## Отрывок текста:
# # # # # # #

О реакции новгородцев летопись умалчивает. Полагаю, Ярослав призвал наказать обидчиков, но получил отказ. Новгородцы не желали воевать с псковичами из-за такой «мелочи», как оскорбление их князя.
Но тут внимание основных сторон конфликта на время отвлекло еще одно уникальное событие – на сей раз первое в истории ответное нападение еми, финнов на земли Руси.
Это был очень неожиданный стратегический вызов. Русских к тому времени, как мы знаем, уже выбили из Эстонии, а Новгородская республика на глазах раскалывалась, фактически теряя псковскую окраину. Шведы все увереннее чувствовали себя в землях еми и теперь устремляли взоры на водские, ижорские и карельские земли.
Финно-угорское племя водь заселяло плодородные низовья реки Нарвы – и до Ижорской земли. Ижора – племенное объединение, родственное карелам, обитавшее в бассейне реки Ижора и на побережье Невы. В русских летописях ижора впервые упоминается как раз в связи с событиями 1228 года. Если годом ранее крестили Карелию, то есть основания полагать, что продвижение православия шло и на более близких к Новгороду водских и ижорских землях. Их утрата могла привести к тому, что Новгород потерял бы выход к морю: стоило шведам закрепиться на Неве, и морской путь к Волхову оказался бы перекрыт.

# # # # # # #

## Исходный материал:
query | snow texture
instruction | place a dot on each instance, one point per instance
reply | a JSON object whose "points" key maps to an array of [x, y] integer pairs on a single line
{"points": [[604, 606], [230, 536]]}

# # # # # # #

## Задача A:
Ответьте на вопросы по отрывку о Новгороде и нападении еми.
(i) Из-за чего, по отрывку, новгородцы не желали воевать с псковичами?
(ii) Где обитала ижора?
(iii) Какие земли заселяло племя водь?
## Задача B:
Определите, согласуется ли каждое утверждение с отрывком о Новгороде и нападении еми. Подтвердите ответ точной цитатой.
(i) Летопись подробно описывает реакцию новгородцев.
(ii) Ижора впервые упоминается в русских летописях в связи с событиями 1228 года.
(iii) Нападение еми на земли Руси было не первым в истории.
## Задача C:
Продолжите отрывок о Новгороде и нападении еми, начав сразу после его последнего предложения.

## Результат выполнения A:
(i) Из-за «мелочи» – оскорбления их князя.
(ii) В бассейне реки Ижора и на побережье Невы.
(iii) Плодородные низовья реки Нарвы – и до Ижорской земли.

## Результат выполнения B:
(i) Нет: «О реакции новгородцев летопись умалчивает.»
(ii) Да: «В русских летописях ижора впервые упоминается как раз в связи с событиями 1228 года.»
(iii) Нет: «первое в истории ответное нападение еми, финнов на земли Руси».

## Результат выполнения C:
Итак, незадолго до Спасова дня (6 августа 1228 года) отряд еми из пары тысяч воинов на лодках по Ладожскому озеру напал на водские и олонецкие владения Новгорода. Исследователи полагают руководящее участие в этом мероприятии шведских крестоносцев, а организующее начало приписывают финскому епископу Томасу.
Очевидно, это был ответ еми на прошлогоднее нападение Ярослава. На счастье, князь был в городе. Во главе с ним новгородцы двинулись в насадах (ладьях) навстречу врагу. Но как ни торопились новгородцы, ладожский посадник Володислав, бросившийся в погоню, самостоятельно вступил в сражение, не дождавшись князя. Летопись суммировала: «В том же году приходила емь на новгородские волости ратью в судах; посадник же новгородский и ладожский поспешил на них с ладожанами впереди князя и новгородцев и избил их; приходило же их две тысячи, и немного их убежало в свою землю». Нападавшие финны решили убить всех захваченных пленных, бросить лодки и отступать лесом. При бегстве их перебили карелы и ижоряне.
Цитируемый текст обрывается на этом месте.